Check each line of the listing below for the string "with", then copy every line that has it.

===== Listed records

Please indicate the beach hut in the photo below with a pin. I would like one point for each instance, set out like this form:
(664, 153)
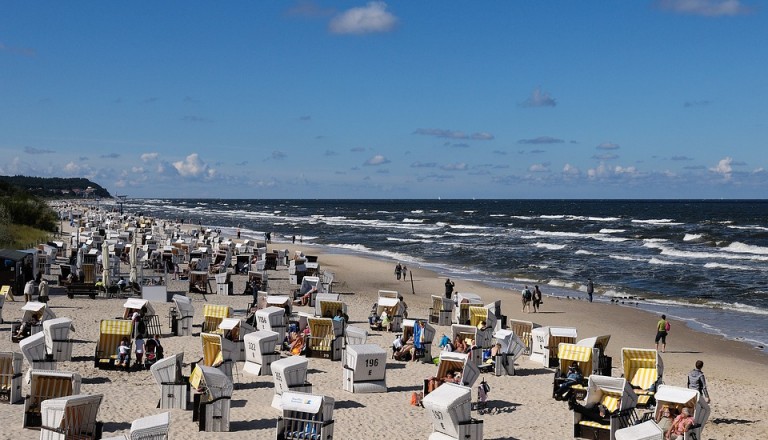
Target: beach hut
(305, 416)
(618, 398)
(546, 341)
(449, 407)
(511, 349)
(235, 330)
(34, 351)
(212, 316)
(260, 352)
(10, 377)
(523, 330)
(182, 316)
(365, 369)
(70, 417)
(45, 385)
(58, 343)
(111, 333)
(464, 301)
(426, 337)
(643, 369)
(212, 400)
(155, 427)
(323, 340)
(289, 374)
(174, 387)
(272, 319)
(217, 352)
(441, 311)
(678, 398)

==========
===== Listed records

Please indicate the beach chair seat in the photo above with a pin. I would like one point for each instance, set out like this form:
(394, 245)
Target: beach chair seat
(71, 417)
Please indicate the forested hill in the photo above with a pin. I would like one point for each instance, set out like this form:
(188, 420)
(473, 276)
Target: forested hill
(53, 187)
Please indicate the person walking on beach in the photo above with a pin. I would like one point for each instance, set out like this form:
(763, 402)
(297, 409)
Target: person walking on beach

==========

[Response area]
Please indicate the beach hut in the photo below with a pin. I would like one point for each instance, set out like this form:
Please indicate the beach chair seat in the photo above with a pin. I would like one point for each instance, set out like this form:
Please indicate the forested hill in the photo above with a pin. I would like one point for each instance, set out like this form:
Please indicate the person walking on beach in the photo above with a pin. I would like one point for each instance, set out like this form:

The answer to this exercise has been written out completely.